- **Schriftliche Aufgabe A**
Beantworte anhand des Artikels:
(i) Von wem stammt die Wochenschau laut dem ersten Satz?
(ii) Zwischen welchen beiden Wörtern steht „unerheblich“ im Duden?
(iii) Wie heißt der Datenschutzbeauftragte beim BKA?

Wie immer möchte die Wochenschau von Hal Faber den Blick für die Details schärfen: Die sonntägliche Wochenschau ist Kommentar, Ausblick und Analyse. Sie ist Rück- wie Vorschau zugleich.

Was war.

*** To Wiehnachten inem Christmaand kaamt een brebengrannige Politikser op'nem fideelen Infall, dat Düütsch in dat Grundgesett rindan. Dat is helemal een Versehn. Doto weert vörslahn, düssen Tosatz to § 22 von dat Grundgesett in düsse Wies totosetten: "De Spraken von de Bundesrepublik sünd Düütsch, Dänisch, Fresisch, Plattdüütsch, Romanes, Sorbisch un Törksch. De Bundesrepublik sett sik för dat Wohren von düsse Spraken un för de Rechten von ehr Sprekers in. De Rechten von Sprekers von annere Spraken weert dorch düsse Regel nich anlangt." Wat mutt, dat geit. De plattdüütsche Unnergrond glöven, dat Obama recht behöllt: Jo, wi köönt Wannel vullbringen.

*** Und was ist mit Tee, äh, Alemannisch? Ich persönlich finde es unerheblich, ob Deutsch im Grundgesetz steht, solange unerheblich in einem anderen Gesetz steht. Unerheblich steht im Duden zwischen unergründbar und unerhört. Beides könnte man zu diesem allerfeinsten Gesetzesdeutsch sagen: "Die Benachrichtigung unterbleibt, wenn ihr überwiegende schutzwürdige Belange einer betroffenen Person entgegenstehen. Zudem kann die Benachrichtigung einer in Satz 1 Nr. 6, 7 und 8 bezeichneten Person, gegen die sich die Maßnahme nicht gerichtet hat, unterbleiben, wenn diese von der Maßnahme nur unerheblich betroffen wurde und anzunehmen ist, dass sie kein Interesse an einer Benachrichtigung hat." Richtig, ich bin mal wieder bei der heimlichen Online-Durchsuchung nach dem BKA-Gesetz angelangt, das diese Woche unerheblich überarbeitet wurde. Das "tragfähige" Ergebnis ist ein bitterböser Witz mit eingebauter Grundrechtsverletzung: Der weisungsungebundene Datenschutzbeauftragte beim BKA, Herr Burkhard Heefe, und sein Chef, Herr Jörg Ziercke, werden bei ihrer Arbeit von einem ordentlichen Richter entlastet. Welchselbiger nicht nur die Überwachungsmaßnahme genehmigt, sondern auch darüber befindet, ob die betroffene Person überhaupt ein Interesse an einer Benachrichtigung hat oder alles sowieso unerheblich ist.

Datenzeilen zum Zeigen auf benannte Objekte
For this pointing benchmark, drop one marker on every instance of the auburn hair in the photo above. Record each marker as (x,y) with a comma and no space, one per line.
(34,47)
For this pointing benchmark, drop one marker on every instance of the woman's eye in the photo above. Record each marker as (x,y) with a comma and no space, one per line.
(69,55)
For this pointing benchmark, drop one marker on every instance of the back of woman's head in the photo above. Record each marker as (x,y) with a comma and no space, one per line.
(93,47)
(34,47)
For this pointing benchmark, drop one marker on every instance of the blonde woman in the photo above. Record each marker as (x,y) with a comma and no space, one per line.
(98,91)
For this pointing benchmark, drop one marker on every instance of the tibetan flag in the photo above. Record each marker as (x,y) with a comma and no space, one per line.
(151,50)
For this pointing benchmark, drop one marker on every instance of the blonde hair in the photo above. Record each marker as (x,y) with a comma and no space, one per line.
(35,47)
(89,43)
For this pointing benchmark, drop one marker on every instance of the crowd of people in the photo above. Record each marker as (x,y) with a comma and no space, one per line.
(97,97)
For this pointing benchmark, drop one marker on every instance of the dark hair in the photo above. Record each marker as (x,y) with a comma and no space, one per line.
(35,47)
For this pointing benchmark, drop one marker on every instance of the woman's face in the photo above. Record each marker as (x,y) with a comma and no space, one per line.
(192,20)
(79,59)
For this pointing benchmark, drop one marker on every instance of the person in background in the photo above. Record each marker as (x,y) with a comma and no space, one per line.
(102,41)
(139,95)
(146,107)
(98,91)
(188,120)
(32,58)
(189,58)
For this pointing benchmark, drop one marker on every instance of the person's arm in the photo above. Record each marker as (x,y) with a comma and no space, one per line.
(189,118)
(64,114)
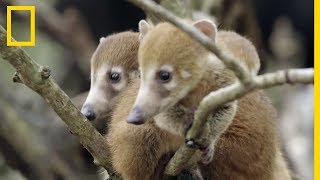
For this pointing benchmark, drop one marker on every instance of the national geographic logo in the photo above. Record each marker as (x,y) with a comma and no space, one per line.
(10,41)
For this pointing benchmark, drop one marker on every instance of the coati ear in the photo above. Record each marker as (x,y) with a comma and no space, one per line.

- **Schriftliche Aufgabe B**
Gib aus den Datenzeilen alles von der Zeile mit „of the person's“ bis zum Ende der Datenzeilen unverändert aus, beide Enden eingeschlossen. Lass die Bilder dabei weg.

- **Richtige Antwort A**
(i) Von Hal Faber.
(ii) Zwischen „unergründbar“ und „unerhört“.
(iii) Burkhard Heefe.

- **Richtige Antwort B**
For this pointing benchmark, drop one marker on every instance of the person's arm in the photo above. Record each marker as (x,y) with a comma and no space, one per line.
(189,118)
(64,114)
For this pointing benchmark, drop one marker on every instance of the national geographic logo in the photo above. Record each marker as (x,y) with a comma and no space, one per line.
(10,41)
For this pointing benchmark, drop one marker on every instance of the coati ear in the photo above. Record each marker as (x,y) with a comma and no space, one per line.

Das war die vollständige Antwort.